- _EXTRACT PROVIDED_:
══════════════════════════════

But this got me thinking about all of the conferences, meetups, and classes being cancelled. Lots of great content with no one to hear it…at least not in-person. Thankfully It’s easier than ever to publish your message. And I think podcasting is a fantastic avenue to do it.
All You Need is a Microphone
You might be wondering why I’m talking about podcasting instead of video, and that’s a fair point. But the truth is it’s a lot easier to put out a quality podcast than a quality video. With videos you need to think about resolution, a good mic, lighting, framing, and then probably at least minor edits or multiple takes.
With a podcast, all you need is a decent mic. Editing is free with Audacity and you can cut out mistakes easily without having to reset to avoid visual jumps.
What About Podcast Hosting?
This is a fair point as well. With video, both YouTube and Vimeo are free and relatively easy to use. What about podcasts? There are 2 services that I’d like to recommend if you’re looking for free options:
- Anchor.fm – this is often lampooned by the podcasting community but it by far the easiest I’ve used.
- PodBean – This is a limited free plan, but good to get started! If you’re looking for affordable, I use Libsyn and this it’s a great option.
Formatting Your Content
I think there are a few ways you can approach your content, depending on your goals and your audience.
If you want to publish a talk (or talks) you’ve been working, break them up into consumable sections and release the content that way. If you have visuals, make sure to include them in show notes or on a reference website.
The same thing goes for meetups or seminars. As a meetup organizer, a great thing you might be able to do is reach out to members of your meetup and show them how to record their episodes, then release them as a meetup-specific podcast.

══════════════════════════════

- _DATA EXCERPTS_:

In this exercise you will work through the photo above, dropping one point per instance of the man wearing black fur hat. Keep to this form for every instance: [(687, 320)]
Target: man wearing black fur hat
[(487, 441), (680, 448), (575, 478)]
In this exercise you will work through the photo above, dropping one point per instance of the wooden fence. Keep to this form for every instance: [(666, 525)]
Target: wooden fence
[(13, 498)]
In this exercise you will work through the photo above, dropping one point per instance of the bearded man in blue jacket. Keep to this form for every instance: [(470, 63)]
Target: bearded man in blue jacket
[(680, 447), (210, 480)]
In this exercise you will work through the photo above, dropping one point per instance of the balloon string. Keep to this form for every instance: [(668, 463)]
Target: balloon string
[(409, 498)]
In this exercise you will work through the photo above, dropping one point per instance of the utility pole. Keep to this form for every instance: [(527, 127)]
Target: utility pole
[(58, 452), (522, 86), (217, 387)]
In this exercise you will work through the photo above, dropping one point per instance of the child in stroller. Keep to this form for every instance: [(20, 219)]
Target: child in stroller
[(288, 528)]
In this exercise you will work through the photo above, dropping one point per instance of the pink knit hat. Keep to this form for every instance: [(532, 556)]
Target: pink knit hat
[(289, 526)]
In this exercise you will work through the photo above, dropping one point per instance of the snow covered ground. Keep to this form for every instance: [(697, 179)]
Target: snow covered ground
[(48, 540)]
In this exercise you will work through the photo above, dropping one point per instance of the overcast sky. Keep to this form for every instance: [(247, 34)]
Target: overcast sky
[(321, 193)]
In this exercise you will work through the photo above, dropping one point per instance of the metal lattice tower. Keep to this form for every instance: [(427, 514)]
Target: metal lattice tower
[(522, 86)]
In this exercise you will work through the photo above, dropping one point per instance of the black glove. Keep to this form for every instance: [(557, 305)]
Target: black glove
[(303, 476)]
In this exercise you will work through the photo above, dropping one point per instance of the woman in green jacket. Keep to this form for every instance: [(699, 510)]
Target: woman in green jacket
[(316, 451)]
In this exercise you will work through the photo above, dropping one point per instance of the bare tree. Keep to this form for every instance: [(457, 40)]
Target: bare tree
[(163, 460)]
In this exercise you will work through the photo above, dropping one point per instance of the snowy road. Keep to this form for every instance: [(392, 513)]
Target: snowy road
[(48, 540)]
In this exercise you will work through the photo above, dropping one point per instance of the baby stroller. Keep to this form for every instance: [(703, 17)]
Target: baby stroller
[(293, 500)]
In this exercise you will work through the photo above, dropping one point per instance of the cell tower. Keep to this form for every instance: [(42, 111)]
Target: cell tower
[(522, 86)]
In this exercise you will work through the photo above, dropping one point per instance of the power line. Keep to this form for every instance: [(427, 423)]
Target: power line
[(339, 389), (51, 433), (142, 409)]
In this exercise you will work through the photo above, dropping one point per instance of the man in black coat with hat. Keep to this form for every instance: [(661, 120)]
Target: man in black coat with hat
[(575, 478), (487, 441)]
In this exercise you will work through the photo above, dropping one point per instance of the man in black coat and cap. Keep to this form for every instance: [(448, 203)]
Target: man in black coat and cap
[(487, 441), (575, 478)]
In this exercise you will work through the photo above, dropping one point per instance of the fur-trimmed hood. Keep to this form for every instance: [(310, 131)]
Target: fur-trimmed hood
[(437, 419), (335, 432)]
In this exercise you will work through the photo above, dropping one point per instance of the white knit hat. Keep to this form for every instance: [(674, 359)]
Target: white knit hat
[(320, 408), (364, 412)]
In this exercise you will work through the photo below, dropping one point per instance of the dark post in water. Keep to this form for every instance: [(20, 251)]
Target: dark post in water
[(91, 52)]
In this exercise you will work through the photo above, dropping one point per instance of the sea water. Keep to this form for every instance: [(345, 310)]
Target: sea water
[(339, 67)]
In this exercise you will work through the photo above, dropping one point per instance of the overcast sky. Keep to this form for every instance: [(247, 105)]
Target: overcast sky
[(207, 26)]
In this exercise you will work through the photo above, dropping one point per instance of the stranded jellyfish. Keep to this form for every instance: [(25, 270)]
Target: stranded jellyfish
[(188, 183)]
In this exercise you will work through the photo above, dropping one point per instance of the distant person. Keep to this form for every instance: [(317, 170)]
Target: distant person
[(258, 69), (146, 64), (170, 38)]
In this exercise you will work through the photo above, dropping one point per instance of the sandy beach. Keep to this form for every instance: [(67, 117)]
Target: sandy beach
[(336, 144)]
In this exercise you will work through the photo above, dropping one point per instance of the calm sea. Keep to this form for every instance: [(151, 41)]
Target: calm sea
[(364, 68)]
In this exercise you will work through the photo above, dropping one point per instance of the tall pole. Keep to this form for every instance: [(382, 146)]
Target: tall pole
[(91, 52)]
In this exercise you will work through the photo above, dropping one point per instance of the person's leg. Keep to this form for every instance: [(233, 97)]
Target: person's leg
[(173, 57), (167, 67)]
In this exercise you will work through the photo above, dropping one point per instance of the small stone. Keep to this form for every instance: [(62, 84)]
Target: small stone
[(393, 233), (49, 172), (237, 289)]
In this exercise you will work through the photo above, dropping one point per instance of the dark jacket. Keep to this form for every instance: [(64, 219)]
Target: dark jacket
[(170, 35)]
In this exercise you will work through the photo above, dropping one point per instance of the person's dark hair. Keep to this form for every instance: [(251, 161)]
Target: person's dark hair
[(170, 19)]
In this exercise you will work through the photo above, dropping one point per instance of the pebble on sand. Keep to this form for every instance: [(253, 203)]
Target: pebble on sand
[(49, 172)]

══════════════════════════════

- _WRITTEN EXERCISE_: Summarize the excerpt on podcasting in two sentences. The entries that come after the excerpt on podcasting are separate material.

- _ANSWER TO THIS EXERCISE_: With conferences, meetups, and classes being cancelled, podcasting is a fantastic avenue for publishing content because it is easier than producing a quality video: it needs only a decent mic, and editing is free with Audacity. Anchor.fm and PodBean are recommended as free hosting options, and talks can be broken up into consumable sections, with any visuals included in show notes or on a reference website.